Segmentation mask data
----

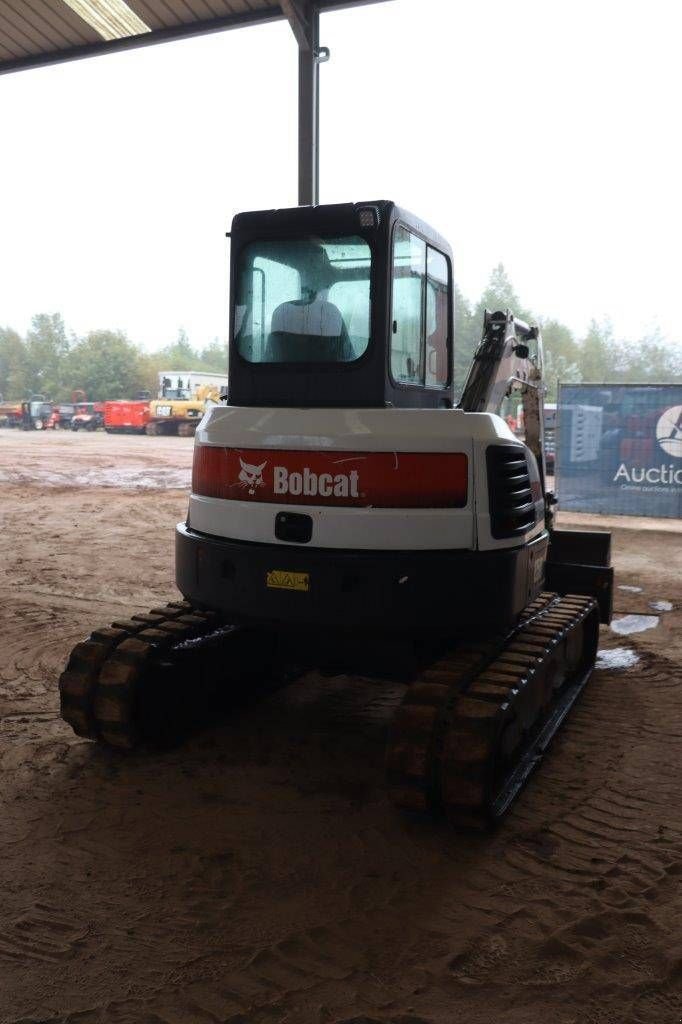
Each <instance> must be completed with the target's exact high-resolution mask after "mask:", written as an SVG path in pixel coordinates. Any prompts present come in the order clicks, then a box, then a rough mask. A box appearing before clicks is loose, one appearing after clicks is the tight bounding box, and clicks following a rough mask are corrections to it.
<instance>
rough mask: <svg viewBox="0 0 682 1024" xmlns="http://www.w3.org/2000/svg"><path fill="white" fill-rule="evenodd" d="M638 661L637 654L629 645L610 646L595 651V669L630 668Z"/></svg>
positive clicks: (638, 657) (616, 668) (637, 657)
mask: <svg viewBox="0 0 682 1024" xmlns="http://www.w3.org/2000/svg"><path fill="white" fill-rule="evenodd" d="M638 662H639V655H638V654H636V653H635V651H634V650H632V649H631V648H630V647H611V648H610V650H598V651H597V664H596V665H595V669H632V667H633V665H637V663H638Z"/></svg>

----

ACTION ITEM: Filter the data above down to lines with the word "rough", and copy them.

YOUR SOLUTION:
Each <instance> must be completed with the target's exact high-resolution mask after "mask:", written as an SVG path in pixel coordinates. Any prompts present come in the order clicks, then a box, then a rough mask. A box appearing before clicks is loose, one appearing after clicks is the tight bounding box, and clicks following a rough mask are corrections to it.
rough mask: <svg viewBox="0 0 682 1024" xmlns="http://www.w3.org/2000/svg"><path fill="white" fill-rule="evenodd" d="M638 661L637 654L629 645L610 646L595 651V669L630 668Z"/></svg>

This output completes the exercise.